TO DO: Copy the rows from the line that has "Task: annotation of the snowy" through the line that has "Query: snowy slope", putting "marker" wherever "keypoint" appears and leaving everything else unchanged.

-------- SUPPLIED ENTRIES --------

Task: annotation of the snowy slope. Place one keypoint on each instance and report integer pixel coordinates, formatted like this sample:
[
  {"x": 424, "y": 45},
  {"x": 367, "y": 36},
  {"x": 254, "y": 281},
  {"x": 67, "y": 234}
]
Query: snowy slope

--------
-------- SUPPLIED ENTRIES --------

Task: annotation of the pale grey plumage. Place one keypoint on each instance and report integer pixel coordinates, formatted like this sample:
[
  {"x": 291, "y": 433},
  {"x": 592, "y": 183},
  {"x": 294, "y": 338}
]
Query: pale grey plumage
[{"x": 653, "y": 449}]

--------
-------- SUPPLIED ENTRIES --------

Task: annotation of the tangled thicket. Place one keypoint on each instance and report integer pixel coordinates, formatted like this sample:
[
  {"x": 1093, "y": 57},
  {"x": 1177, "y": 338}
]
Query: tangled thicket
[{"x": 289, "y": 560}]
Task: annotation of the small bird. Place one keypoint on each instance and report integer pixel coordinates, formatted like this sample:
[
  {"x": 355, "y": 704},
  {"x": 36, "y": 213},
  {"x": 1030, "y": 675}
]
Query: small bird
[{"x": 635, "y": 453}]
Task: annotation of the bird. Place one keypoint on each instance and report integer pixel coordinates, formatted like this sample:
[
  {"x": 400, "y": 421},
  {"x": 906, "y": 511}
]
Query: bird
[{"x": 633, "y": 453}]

--------

EXERCISE RESPONSE:
Task: annotation of the snowy slope. Place one marker on each instance and report integer pixel coordinates, formatted like this sample:
[
  {"x": 424, "y": 45},
  {"x": 367, "y": 36},
  {"x": 254, "y": 281},
  {"x": 67, "y": 234}
]
Query: snowy slope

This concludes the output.